> [What this task involves]: State how many lines of the material below contain the string "pull", giving only the number.

++++++++

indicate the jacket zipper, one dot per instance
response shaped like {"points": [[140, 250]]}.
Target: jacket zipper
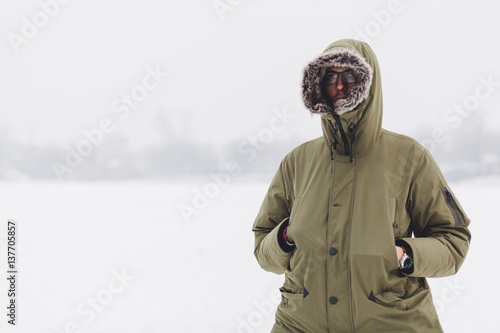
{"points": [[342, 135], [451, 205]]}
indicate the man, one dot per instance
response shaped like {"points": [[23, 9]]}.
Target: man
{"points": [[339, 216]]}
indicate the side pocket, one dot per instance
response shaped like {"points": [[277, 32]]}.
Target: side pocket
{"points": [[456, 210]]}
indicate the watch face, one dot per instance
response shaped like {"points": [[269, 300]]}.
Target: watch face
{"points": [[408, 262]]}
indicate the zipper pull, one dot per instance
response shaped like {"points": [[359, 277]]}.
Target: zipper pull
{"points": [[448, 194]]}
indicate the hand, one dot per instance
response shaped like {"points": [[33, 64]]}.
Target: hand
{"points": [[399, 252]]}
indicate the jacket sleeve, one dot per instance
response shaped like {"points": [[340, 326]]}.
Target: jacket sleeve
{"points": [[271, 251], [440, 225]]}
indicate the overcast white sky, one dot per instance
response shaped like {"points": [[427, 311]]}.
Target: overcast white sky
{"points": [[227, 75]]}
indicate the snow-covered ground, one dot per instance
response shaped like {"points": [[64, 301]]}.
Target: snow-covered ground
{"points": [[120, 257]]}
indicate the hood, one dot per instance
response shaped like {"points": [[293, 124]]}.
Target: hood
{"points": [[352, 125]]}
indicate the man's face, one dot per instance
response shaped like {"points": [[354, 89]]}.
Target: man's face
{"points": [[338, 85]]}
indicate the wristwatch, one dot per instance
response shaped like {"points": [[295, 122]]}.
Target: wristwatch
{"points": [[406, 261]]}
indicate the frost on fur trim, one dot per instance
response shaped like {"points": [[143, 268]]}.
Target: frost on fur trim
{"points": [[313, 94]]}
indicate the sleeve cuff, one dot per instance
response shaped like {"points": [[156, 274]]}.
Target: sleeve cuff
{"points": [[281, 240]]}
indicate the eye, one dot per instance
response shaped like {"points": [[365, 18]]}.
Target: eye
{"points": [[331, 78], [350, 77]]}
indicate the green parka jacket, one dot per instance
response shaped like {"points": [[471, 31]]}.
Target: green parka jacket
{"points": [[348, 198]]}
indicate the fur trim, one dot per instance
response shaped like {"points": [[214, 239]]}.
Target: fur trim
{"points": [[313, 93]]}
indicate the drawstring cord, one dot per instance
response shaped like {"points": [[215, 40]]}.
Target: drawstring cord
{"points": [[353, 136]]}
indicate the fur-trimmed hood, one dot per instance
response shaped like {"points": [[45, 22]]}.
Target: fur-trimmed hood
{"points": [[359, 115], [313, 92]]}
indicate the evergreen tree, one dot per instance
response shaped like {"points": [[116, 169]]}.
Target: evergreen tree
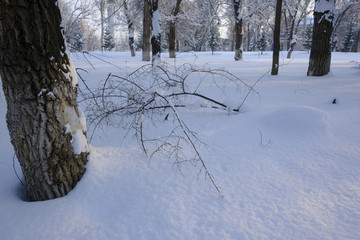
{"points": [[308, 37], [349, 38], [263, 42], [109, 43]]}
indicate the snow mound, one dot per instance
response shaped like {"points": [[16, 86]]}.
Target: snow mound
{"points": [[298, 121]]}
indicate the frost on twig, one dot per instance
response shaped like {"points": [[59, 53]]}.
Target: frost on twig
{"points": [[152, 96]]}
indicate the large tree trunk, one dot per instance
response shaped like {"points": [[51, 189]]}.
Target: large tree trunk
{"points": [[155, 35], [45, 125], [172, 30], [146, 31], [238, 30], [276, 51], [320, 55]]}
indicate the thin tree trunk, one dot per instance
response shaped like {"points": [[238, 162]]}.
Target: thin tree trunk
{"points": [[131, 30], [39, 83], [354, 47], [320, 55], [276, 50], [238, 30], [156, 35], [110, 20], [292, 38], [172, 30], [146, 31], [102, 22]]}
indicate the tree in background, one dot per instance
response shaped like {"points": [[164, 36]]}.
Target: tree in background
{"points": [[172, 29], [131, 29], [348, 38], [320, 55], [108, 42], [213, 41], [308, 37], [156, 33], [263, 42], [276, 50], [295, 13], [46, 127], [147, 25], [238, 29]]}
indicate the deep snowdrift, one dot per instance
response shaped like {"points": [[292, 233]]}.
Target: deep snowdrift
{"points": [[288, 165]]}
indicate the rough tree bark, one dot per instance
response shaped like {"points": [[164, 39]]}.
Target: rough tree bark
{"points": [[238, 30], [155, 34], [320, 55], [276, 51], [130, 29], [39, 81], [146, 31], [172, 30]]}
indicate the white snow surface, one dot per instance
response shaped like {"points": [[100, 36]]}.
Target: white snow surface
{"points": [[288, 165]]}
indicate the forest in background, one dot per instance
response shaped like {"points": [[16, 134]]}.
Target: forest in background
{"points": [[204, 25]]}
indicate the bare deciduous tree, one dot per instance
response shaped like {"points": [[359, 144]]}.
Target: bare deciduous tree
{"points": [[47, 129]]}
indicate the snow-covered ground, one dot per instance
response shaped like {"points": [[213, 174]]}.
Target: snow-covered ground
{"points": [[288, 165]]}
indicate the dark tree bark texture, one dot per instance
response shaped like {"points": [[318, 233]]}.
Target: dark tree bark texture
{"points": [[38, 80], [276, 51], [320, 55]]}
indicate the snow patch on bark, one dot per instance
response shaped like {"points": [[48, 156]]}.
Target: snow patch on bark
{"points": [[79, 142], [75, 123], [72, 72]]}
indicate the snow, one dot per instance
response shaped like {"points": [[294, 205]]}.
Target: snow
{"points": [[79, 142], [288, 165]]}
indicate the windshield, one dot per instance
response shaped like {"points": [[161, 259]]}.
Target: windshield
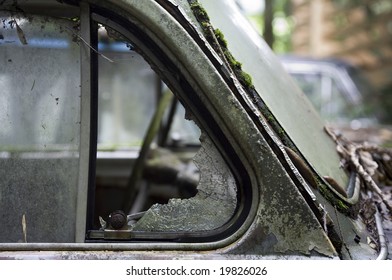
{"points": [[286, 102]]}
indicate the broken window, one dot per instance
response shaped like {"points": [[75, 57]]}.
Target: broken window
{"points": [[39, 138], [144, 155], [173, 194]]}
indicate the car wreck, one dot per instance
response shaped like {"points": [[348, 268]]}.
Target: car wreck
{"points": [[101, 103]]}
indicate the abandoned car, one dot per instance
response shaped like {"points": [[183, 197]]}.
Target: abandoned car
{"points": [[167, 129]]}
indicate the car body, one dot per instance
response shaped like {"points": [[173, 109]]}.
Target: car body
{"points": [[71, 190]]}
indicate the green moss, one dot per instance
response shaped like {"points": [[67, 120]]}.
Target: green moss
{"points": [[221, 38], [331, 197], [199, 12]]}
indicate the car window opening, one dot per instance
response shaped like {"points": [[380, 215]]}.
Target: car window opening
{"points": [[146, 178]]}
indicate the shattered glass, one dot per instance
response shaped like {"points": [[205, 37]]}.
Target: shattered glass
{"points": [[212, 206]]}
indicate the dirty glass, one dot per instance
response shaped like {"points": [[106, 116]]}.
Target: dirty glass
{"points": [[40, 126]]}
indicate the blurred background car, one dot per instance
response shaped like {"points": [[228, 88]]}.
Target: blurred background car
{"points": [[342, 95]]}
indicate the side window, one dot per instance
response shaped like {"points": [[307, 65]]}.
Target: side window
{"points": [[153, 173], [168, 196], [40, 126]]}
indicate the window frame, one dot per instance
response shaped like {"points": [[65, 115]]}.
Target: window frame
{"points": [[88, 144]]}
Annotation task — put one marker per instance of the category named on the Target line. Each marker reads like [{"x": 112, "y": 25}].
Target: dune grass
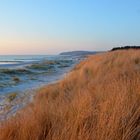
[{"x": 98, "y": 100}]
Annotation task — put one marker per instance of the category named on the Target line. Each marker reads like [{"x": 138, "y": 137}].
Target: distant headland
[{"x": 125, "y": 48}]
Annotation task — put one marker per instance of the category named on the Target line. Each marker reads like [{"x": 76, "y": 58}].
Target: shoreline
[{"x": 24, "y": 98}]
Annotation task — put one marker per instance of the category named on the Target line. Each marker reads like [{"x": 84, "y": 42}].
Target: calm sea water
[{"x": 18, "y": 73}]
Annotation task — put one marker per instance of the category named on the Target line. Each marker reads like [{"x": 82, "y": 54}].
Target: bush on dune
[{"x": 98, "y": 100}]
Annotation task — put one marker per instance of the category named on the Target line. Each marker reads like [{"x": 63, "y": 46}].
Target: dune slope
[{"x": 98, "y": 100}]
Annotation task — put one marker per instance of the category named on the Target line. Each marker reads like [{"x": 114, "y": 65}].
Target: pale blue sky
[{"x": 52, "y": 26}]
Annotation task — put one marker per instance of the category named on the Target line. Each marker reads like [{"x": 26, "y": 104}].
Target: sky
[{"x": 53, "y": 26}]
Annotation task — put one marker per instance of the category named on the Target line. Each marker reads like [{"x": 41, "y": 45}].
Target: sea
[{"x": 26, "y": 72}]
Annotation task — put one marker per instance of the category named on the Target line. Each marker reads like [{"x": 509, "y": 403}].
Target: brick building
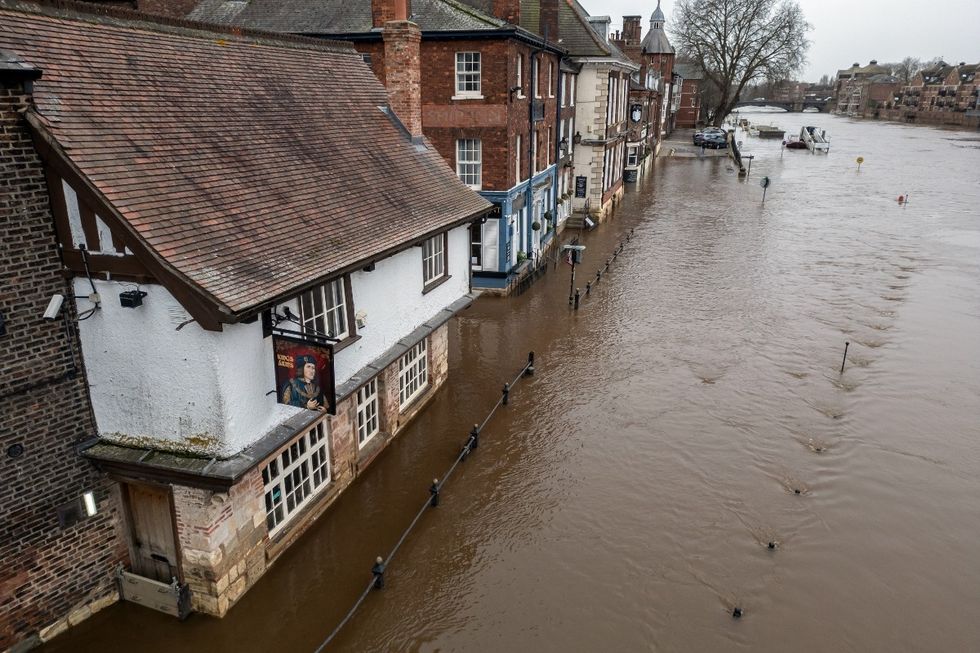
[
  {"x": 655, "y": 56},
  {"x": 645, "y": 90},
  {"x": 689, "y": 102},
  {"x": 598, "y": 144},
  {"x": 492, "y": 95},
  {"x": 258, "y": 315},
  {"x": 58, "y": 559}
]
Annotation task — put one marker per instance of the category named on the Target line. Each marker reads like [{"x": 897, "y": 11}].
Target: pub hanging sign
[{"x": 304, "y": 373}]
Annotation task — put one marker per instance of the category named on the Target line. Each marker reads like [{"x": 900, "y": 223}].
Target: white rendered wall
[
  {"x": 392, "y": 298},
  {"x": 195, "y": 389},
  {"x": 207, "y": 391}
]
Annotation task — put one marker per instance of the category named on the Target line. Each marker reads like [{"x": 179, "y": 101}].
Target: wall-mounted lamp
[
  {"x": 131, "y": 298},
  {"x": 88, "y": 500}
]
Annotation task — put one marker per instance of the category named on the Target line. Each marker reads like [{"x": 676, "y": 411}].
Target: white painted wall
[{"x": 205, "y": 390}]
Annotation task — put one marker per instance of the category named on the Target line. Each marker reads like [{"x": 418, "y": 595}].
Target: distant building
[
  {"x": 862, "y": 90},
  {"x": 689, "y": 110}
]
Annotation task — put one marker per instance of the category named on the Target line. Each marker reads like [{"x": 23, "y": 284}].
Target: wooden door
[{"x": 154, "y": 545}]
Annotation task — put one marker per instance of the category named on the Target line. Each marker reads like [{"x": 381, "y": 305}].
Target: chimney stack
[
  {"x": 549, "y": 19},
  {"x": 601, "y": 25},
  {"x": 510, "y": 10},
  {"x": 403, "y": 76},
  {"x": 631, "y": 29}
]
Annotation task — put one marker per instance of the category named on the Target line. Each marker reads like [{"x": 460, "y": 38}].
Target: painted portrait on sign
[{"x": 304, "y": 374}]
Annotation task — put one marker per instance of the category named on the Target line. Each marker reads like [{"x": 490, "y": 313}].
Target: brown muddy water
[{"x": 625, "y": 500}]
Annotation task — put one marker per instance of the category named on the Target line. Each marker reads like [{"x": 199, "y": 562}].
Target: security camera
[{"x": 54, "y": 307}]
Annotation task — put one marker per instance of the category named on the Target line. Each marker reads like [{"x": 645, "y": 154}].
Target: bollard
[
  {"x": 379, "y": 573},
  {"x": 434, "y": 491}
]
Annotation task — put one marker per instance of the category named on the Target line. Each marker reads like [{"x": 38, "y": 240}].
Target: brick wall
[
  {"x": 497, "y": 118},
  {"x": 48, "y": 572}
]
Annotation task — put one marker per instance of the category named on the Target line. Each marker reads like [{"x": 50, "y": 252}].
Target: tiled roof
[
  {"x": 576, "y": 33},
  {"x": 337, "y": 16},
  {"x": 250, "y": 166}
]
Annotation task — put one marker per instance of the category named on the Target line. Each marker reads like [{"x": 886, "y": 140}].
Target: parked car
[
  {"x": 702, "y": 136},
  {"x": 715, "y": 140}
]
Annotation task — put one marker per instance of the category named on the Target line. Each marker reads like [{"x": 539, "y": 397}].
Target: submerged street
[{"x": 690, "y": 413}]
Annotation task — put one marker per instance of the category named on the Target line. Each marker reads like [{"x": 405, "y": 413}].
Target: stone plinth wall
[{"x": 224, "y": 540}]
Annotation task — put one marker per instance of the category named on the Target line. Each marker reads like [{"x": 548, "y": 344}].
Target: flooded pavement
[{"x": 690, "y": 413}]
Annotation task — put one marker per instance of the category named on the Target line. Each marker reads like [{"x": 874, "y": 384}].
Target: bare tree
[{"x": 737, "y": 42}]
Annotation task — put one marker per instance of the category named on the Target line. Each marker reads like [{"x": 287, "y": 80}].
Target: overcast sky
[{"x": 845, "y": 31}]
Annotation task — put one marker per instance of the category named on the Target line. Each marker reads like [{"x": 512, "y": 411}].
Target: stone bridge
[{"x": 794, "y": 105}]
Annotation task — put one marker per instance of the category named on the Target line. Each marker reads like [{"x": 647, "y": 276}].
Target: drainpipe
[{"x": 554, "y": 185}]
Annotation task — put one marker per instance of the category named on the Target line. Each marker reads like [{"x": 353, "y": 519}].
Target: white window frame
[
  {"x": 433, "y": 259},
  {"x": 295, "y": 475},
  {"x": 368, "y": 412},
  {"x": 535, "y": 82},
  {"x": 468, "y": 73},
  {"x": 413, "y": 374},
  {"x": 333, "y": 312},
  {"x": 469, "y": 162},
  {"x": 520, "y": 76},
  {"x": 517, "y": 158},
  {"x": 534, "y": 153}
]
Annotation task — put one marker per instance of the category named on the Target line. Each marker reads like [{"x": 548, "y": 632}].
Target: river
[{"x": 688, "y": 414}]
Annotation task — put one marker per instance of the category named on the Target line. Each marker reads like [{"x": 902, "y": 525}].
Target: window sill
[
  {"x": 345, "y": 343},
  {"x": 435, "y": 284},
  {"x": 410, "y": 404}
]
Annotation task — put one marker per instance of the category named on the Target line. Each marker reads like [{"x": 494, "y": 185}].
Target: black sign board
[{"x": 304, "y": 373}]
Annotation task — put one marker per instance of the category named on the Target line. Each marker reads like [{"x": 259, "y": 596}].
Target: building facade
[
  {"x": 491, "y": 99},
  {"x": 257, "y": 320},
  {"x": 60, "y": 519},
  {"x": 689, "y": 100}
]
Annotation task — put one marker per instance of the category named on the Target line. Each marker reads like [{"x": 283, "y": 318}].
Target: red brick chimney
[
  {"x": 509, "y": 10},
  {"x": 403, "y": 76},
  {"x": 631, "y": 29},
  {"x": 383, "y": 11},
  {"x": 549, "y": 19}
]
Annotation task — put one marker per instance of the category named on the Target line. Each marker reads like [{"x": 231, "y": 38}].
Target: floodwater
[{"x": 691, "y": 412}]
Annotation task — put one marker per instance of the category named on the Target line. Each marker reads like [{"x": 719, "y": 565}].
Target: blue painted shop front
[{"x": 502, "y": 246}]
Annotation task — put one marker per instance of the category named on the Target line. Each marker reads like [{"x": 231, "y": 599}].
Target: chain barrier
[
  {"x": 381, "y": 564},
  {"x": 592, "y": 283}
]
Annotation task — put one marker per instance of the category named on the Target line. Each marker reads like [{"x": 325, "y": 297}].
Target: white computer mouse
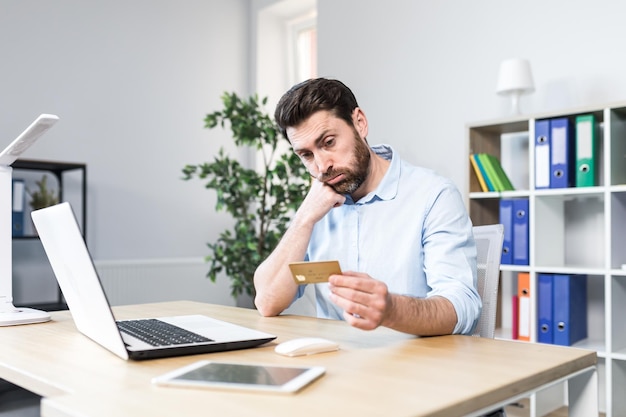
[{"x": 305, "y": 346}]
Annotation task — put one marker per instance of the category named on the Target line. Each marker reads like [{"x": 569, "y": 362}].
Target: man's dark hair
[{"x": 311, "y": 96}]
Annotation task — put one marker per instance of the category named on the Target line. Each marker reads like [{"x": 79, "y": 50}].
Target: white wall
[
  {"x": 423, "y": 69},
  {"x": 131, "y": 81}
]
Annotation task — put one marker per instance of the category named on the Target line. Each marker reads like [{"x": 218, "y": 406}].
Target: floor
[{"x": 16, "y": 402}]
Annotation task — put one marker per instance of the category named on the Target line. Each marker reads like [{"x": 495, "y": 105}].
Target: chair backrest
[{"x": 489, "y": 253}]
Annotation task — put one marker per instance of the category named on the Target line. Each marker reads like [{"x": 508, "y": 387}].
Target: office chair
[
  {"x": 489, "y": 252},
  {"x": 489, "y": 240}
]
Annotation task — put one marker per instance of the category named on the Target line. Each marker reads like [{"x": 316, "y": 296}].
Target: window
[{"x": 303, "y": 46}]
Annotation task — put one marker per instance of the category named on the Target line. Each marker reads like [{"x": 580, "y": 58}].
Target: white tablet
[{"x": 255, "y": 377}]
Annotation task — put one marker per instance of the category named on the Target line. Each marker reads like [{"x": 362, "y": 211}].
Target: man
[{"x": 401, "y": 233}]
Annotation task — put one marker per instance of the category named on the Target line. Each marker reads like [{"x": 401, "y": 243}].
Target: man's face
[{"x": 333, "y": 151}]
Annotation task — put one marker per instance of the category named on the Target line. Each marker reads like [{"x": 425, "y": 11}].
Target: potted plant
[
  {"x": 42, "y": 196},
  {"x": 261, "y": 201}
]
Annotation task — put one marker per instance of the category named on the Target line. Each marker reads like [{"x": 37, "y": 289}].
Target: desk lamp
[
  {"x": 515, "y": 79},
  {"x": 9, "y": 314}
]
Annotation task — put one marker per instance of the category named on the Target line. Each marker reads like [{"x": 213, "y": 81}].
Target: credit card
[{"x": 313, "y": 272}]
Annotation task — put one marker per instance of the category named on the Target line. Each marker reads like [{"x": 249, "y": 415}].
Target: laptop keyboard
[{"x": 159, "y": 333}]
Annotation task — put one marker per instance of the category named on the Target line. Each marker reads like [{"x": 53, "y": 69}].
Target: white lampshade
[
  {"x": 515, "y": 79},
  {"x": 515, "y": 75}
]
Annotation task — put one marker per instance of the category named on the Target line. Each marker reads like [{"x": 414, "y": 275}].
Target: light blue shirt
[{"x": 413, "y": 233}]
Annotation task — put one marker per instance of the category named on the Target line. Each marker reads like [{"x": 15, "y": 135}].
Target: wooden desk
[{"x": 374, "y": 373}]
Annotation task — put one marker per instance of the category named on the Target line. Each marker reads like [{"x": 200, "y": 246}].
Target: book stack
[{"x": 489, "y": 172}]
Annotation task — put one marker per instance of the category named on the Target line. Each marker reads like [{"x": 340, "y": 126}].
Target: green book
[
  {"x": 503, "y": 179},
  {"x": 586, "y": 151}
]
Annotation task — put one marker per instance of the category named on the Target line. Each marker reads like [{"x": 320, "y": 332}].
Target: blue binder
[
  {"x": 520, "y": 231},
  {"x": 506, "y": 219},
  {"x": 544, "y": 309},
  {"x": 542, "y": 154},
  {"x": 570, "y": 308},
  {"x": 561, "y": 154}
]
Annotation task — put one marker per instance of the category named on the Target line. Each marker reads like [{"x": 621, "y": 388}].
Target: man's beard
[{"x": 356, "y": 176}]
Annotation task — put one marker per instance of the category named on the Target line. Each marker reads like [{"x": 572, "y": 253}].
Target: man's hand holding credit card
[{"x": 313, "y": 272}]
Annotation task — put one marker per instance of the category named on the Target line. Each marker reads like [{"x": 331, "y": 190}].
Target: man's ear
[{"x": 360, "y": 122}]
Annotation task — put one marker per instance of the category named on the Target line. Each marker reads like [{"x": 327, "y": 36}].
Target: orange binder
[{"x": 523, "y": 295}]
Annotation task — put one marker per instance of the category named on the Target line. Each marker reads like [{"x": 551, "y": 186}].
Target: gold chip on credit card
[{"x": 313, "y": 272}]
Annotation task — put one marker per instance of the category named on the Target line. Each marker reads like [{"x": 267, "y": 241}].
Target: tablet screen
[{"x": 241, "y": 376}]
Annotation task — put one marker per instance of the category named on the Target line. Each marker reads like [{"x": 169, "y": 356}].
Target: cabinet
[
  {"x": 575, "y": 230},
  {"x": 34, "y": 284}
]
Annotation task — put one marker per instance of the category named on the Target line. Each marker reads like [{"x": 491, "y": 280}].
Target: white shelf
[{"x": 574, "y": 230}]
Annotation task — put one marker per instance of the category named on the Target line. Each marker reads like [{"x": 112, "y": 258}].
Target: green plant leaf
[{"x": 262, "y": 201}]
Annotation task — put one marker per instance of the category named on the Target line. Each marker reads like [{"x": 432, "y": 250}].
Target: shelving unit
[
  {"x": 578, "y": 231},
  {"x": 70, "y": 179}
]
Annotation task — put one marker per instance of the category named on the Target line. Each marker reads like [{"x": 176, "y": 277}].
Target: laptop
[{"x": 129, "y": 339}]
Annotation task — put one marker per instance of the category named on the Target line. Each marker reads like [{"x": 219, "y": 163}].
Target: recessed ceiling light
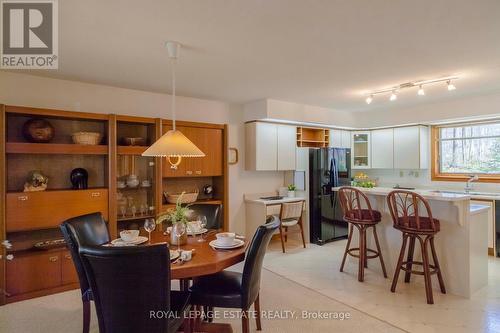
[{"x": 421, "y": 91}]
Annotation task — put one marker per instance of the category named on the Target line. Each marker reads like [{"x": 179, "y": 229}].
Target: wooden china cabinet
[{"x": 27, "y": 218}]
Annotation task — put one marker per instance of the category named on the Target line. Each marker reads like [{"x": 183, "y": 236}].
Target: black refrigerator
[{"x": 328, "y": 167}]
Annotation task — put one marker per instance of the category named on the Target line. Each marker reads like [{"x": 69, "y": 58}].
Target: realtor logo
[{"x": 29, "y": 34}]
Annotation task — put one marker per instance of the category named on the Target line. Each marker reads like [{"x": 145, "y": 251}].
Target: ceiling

++++++++

> [Task solution]: 2